_AIM_
Reproduce the passage of the cocobolo call thread below, starting with "## El Guapo" and going on through "looking call !".

_DOCUMENT PASSAGE_
# Coco call



## michael dee (Aug 4, 2015)

Finished up a cocobolo call tonight , the wood came from @El Guapo . Glass over slate with a wax finish. I have never worked with coco before , this stuff turned like butter and sands very well. I really like the matte finish the wax gives the call especially since all I use is a gloss finish , it is a nice change. Thanks again @El Guapo for helping me out with the wood .

Reactions: Like 1 | EyeCandy! 7 | Way Cool 2


----------



## El Guapo (Aug 4, 2015)

WOW! That is beautiful! Thank you for posting!

Reactions: Thank You! 1


----------



## manbuckwal (Aug 4, 2015)

Good looking call !

Reactions: Thank You! 1


----------



## Nature Man (Aug 5, 2015)

Stunning wood -- great job! Chuck

Reactions: Thank You! 1


----------



## barry richardson (Aug 5, 2015)

Really nice Mike! I like the contoured surface

Reactions: Thank You! 1


----------



## eaglea1 (Aug 5, 2015)

Very nice job.

Reactions: Thank You! 1


----------



## ironman123 (Aug 5, 2015)

Great looking call.

Reactions: Thank You! 1


----------

_DATA BLOCK_

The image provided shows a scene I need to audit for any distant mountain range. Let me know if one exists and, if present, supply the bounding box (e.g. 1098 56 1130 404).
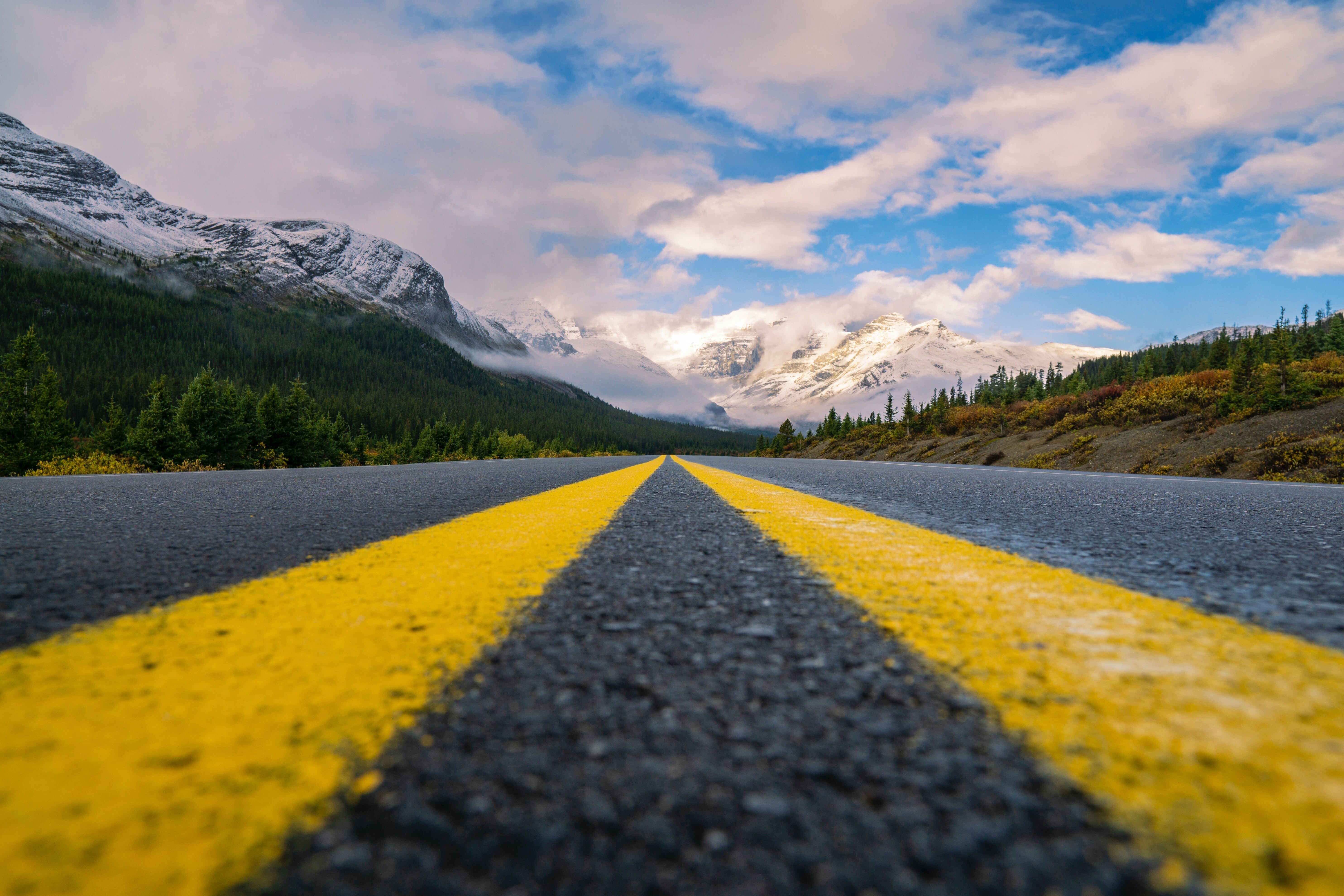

_FINAL RESULT_
## El Guapo (Aug 4, 2015)

WOW! That is beautiful! Thank you for posting!

Reactions: Thank You! 1


----------



## manbuckwal (Aug 4, 2015)

Good looking call !